-- Directions for this task --
Copy exactly the run of lines that begins at the line with "of the pink" and ends at the final line of the entries.

-- Records for the exercise --
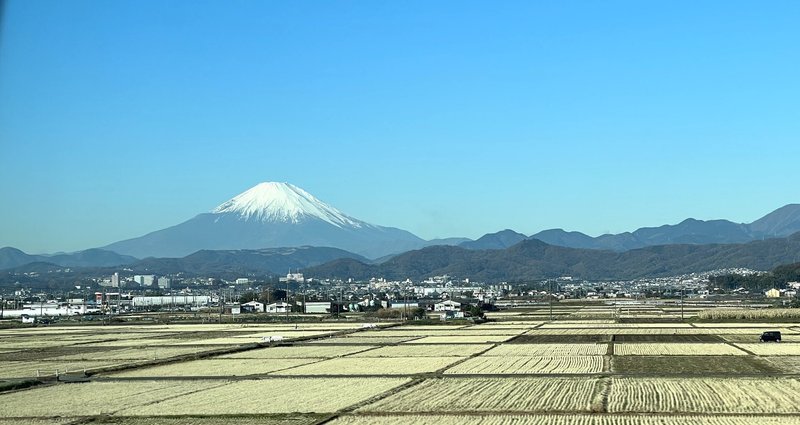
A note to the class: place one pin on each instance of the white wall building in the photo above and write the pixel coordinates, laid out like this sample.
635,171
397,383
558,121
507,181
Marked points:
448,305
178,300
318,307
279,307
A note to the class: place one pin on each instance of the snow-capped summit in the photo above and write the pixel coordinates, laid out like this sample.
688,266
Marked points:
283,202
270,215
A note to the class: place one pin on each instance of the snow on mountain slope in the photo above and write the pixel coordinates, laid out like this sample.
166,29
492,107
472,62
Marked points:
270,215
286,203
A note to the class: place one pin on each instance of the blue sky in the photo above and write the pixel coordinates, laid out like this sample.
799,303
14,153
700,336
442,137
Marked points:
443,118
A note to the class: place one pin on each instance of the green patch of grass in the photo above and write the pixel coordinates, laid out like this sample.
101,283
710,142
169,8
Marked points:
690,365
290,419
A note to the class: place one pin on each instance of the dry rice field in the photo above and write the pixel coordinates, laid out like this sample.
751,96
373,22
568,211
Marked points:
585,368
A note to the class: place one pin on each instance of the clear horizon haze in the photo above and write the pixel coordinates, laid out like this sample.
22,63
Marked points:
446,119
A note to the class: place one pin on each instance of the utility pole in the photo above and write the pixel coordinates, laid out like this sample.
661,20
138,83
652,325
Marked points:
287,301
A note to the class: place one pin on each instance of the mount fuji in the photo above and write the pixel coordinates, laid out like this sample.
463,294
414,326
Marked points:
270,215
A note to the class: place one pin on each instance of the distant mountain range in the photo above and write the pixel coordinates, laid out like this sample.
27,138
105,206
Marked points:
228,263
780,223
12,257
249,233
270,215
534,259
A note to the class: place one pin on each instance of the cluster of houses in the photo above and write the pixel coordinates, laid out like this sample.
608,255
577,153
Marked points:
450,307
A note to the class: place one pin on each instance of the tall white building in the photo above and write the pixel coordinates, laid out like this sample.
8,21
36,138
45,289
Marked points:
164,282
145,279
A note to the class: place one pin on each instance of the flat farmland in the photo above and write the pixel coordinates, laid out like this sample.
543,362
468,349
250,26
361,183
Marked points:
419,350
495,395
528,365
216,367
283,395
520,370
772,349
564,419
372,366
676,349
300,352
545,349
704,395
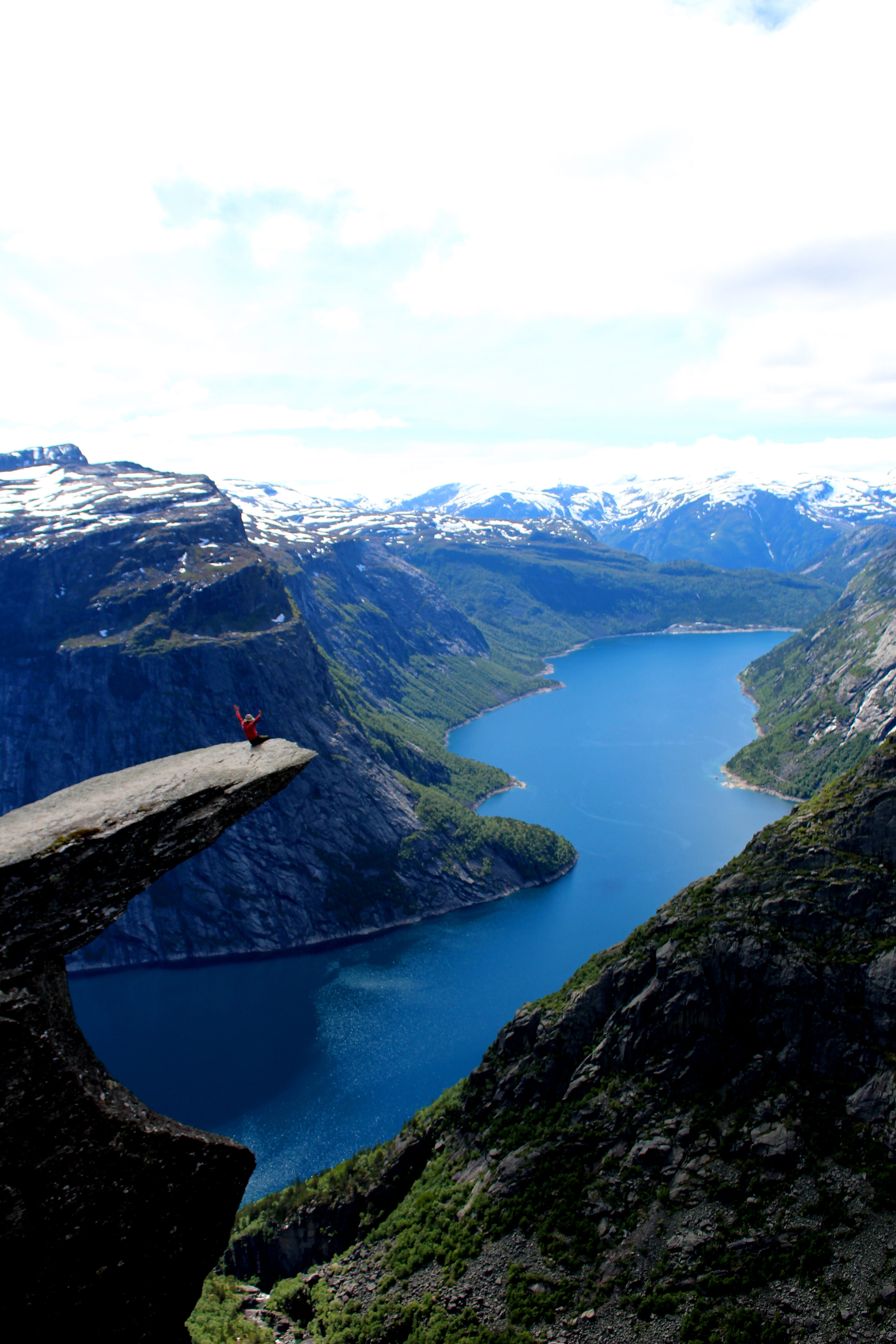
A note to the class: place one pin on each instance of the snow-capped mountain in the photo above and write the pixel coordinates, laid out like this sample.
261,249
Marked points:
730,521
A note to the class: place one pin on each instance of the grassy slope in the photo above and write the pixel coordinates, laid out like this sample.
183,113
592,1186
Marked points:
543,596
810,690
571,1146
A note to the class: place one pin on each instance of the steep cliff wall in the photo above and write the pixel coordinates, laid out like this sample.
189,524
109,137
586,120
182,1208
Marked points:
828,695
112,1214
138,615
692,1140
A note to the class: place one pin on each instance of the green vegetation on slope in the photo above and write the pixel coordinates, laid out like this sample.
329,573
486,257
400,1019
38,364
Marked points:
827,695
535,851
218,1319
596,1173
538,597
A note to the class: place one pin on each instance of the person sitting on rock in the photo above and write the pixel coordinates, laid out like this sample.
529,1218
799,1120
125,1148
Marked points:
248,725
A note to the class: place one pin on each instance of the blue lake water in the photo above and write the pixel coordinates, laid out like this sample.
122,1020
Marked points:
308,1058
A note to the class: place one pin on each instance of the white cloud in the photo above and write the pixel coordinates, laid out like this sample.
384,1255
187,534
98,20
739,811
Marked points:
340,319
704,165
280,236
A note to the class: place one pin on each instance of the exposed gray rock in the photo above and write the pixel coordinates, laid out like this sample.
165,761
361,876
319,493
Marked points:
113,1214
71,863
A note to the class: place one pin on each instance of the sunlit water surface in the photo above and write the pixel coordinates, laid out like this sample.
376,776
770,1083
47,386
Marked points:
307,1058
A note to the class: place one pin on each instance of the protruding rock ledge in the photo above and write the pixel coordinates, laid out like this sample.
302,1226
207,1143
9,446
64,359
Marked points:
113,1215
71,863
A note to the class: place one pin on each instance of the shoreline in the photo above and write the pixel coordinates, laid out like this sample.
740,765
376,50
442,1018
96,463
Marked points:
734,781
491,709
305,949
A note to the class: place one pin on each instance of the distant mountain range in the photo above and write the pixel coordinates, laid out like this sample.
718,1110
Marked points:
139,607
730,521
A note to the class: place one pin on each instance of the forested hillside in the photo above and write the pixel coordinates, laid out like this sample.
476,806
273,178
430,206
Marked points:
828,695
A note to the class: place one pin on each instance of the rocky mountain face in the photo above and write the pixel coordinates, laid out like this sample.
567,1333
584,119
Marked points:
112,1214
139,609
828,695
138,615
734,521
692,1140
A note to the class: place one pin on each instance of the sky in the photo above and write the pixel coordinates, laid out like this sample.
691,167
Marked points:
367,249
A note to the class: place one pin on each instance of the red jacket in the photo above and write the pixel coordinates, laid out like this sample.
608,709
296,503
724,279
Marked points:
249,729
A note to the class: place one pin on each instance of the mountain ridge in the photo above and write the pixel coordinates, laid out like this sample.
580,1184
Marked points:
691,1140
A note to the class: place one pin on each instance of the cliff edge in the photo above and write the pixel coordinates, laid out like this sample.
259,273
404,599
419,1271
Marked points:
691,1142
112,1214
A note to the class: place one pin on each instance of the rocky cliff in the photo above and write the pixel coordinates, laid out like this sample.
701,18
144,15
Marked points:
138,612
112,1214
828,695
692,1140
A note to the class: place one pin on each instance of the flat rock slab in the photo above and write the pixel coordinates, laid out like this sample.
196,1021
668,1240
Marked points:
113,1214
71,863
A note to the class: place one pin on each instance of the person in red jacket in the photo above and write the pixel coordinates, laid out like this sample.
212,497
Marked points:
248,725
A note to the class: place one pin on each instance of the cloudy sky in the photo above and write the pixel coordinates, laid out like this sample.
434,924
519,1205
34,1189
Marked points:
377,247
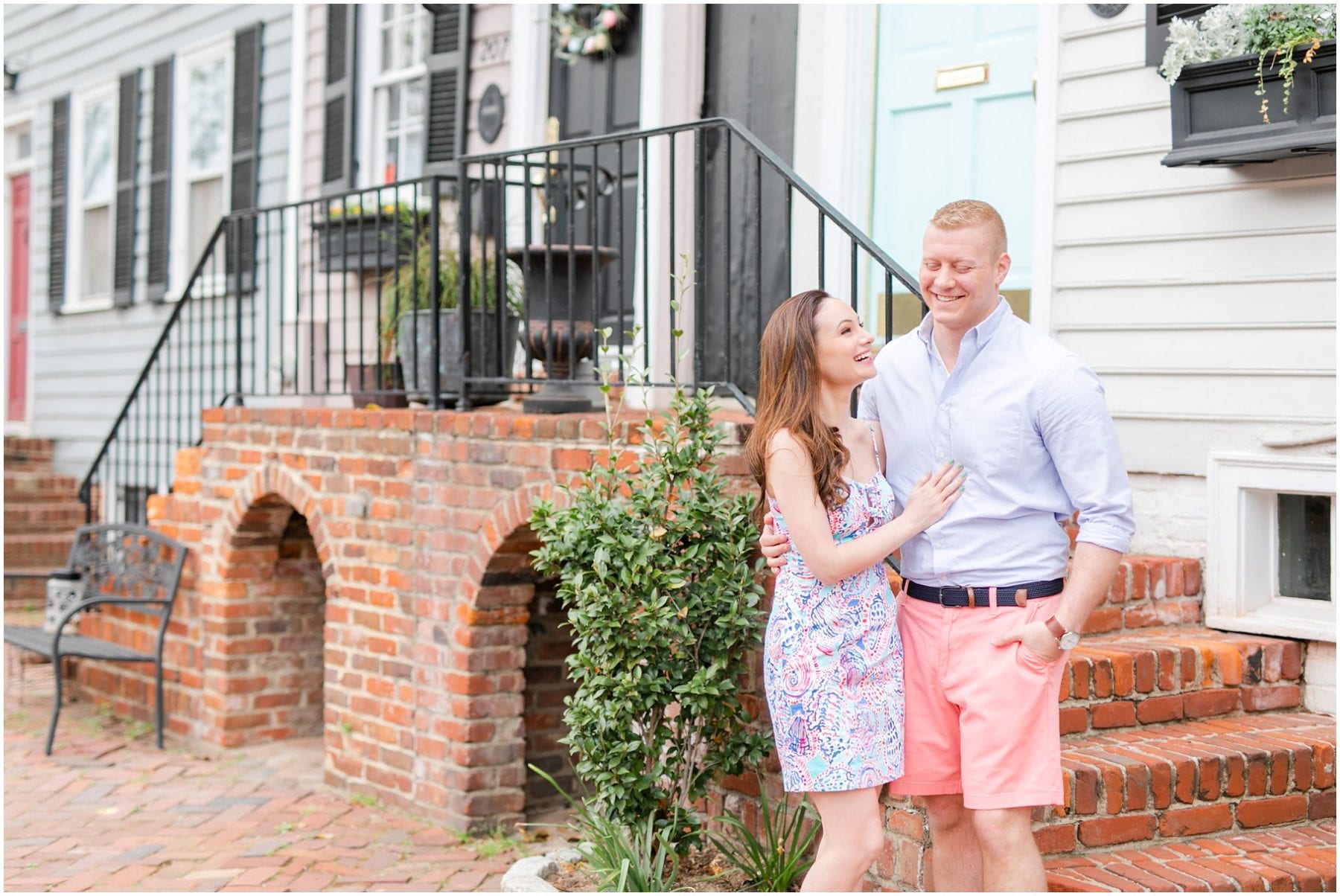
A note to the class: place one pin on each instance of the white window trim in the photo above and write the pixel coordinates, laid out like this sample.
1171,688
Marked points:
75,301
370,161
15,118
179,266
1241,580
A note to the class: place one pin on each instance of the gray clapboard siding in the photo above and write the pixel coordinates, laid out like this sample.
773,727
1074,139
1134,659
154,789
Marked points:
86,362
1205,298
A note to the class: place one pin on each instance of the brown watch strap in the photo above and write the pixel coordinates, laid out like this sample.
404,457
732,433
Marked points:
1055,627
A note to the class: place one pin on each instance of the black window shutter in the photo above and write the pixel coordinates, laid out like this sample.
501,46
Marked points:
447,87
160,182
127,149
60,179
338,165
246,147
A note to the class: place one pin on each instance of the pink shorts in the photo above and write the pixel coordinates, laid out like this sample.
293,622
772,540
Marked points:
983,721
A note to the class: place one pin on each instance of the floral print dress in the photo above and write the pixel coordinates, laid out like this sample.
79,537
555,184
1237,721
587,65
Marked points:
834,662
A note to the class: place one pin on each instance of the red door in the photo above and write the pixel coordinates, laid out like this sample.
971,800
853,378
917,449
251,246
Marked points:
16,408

-- Solution for this exercise --
A note to the class: place one pin on each instance of the pink shorts in the photo above and write the pixel coordinates, laid out like this sample.
293,622
772,540
Marked points:
983,721
A note to the class: place one pin on each instance of the floral print dress in the photo above and write the pixel coordinates, laid out like this sample.
79,537
555,184
1237,721
587,65
Marked points:
834,662
A note to the class: place one pin on each instance of the red door in the photo above and write the pixel coordinates, laid out like this sample.
971,800
853,378
917,449
251,246
Marked points:
16,408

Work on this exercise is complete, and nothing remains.